● **RECORDS FOR PROCESSING**
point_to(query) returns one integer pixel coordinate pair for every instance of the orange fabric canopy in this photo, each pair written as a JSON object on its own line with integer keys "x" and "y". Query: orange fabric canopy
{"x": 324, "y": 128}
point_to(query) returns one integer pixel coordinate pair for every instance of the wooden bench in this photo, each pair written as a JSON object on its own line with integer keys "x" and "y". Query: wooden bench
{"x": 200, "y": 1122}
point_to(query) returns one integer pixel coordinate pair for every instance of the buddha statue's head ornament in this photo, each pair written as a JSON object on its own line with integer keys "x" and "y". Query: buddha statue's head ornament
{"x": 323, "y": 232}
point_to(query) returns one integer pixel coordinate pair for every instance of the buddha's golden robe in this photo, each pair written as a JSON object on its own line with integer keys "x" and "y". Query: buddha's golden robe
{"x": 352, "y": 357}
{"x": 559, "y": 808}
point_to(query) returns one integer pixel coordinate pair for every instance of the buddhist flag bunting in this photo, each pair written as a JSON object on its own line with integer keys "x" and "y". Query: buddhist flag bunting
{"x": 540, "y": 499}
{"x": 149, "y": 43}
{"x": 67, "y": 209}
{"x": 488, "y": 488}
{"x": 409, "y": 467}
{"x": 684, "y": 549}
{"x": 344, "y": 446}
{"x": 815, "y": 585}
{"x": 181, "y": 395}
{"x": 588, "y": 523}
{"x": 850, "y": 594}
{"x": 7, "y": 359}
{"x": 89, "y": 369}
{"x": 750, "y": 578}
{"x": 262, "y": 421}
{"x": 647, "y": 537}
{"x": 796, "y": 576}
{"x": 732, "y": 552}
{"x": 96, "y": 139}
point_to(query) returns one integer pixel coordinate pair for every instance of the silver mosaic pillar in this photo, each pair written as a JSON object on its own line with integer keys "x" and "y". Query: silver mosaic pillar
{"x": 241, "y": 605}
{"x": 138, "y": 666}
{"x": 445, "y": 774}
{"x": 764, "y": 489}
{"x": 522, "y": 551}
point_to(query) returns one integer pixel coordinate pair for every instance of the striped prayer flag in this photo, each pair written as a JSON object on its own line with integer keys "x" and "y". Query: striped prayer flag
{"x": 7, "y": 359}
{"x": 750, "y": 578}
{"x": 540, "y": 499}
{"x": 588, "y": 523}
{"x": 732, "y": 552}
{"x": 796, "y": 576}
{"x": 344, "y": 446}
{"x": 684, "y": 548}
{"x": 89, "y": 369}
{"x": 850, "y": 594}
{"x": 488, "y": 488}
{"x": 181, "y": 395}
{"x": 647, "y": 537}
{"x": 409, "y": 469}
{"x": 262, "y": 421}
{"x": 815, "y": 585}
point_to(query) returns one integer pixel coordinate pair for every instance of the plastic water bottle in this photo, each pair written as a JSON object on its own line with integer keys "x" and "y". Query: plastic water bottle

● **EXERCISE REQUIREMENTS**
Retype only the lines running from the line with "Query: silver mosaic pillar" to the end of the listing, including both of those lines.

● **TASK ANSWER**
point_to(query) returns one integer pixel coordinate pair for every instance of the silver mosaic pillar in this photo, each pair written as a JSON object on its own line with integer keys "x" and "y". Query: silver mosaic pillar
{"x": 241, "y": 605}
{"x": 138, "y": 666}
{"x": 445, "y": 774}
{"x": 764, "y": 489}
{"x": 522, "y": 551}
point_to(query) returns one integer pixel coordinate pair for every instance of the striped prayer flag in this photo, each pair written as a JSON object on its own line with integer keys "x" and "y". Query: striped prayer flag
{"x": 7, "y": 359}
{"x": 750, "y": 578}
{"x": 540, "y": 499}
{"x": 588, "y": 523}
{"x": 732, "y": 552}
{"x": 796, "y": 576}
{"x": 344, "y": 446}
{"x": 684, "y": 548}
{"x": 89, "y": 369}
{"x": 850, "y": 594}
{"x": 488, "y": 488}
{"x": 181, "y": 395}
{"x": 647, "y": 537}
{"x": 409, "y": 469}
{"x": 262, "y": 421}
{"x": 815, "y": 585}
point_to(query) returns one integer pixel coordinate pair for every instance of the plastic water bottle in this photo, each pair written as a JSON object on its own line with integer keys "x" and "y". Query: plastic water bottle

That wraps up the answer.